● **TASK DESCRIPTION**
Your output should be the lines of the entries below, exactly, from the first one through the line that holds "each like [14,82].".

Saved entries

_ _ _ _ _

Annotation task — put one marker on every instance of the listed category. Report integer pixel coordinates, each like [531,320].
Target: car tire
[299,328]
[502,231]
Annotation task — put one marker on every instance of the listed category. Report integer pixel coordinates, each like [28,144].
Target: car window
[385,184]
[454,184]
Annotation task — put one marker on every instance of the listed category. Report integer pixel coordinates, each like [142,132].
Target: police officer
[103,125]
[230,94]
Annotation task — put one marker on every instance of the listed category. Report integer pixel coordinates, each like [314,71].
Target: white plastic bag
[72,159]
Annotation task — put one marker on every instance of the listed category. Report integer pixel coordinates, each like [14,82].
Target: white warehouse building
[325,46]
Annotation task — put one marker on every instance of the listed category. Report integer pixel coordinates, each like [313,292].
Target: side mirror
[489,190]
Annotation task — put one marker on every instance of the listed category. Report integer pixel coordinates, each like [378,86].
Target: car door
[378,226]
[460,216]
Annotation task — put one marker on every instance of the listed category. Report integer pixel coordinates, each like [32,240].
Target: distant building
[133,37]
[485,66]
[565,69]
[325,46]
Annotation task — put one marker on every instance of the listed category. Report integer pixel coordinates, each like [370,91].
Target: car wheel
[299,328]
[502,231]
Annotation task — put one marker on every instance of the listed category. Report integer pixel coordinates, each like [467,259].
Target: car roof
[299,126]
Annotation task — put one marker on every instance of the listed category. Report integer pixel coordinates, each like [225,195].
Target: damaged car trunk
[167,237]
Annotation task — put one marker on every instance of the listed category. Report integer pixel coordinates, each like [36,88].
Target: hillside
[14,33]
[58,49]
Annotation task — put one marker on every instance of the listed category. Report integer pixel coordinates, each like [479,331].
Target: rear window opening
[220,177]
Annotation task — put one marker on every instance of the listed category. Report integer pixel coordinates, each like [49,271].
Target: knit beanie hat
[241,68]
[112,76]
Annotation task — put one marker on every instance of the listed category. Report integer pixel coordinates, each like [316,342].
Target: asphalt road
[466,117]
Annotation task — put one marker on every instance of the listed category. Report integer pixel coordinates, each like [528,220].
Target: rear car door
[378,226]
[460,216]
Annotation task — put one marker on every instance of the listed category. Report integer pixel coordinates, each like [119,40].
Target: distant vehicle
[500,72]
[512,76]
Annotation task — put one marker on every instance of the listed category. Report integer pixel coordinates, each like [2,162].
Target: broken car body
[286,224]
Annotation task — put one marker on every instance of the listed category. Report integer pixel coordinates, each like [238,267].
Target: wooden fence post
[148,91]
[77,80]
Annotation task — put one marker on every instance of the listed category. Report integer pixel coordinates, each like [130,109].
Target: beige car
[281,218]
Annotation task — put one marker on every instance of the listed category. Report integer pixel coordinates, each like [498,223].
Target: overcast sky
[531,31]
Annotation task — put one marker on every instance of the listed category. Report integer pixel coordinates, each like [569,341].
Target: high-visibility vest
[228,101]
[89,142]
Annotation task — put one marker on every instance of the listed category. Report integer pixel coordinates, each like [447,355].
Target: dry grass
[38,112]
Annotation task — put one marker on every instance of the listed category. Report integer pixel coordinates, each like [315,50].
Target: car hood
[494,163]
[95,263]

_ _ _ _ _

● **OUTPUT BELOW**
Annotation task — put one marker on every instance of the listed category. Report integer pixel coordinates, each like [531,320].
Target: car tire
[299,328]
[502,231]
Annotation task — put one marker on every instance of the listed category. Report integer pixel coordinates, each like [28,144].
Target: car window
[385,184]
[454,184]
Annotation task — put one marker on every instance of the listed category. Report integer pixel coordinates, each like [142,132].
Target: police officer
[103,125]
[230,94]
Annotation task — put one marker on every instance of the listed category. Report integer pixel coordinates, each like [314,71].
Target: white plastic bag
[72,159]
Annotation task — put one marker on every instance of the listed category. Report integer pixel coordinates, each like [14,82].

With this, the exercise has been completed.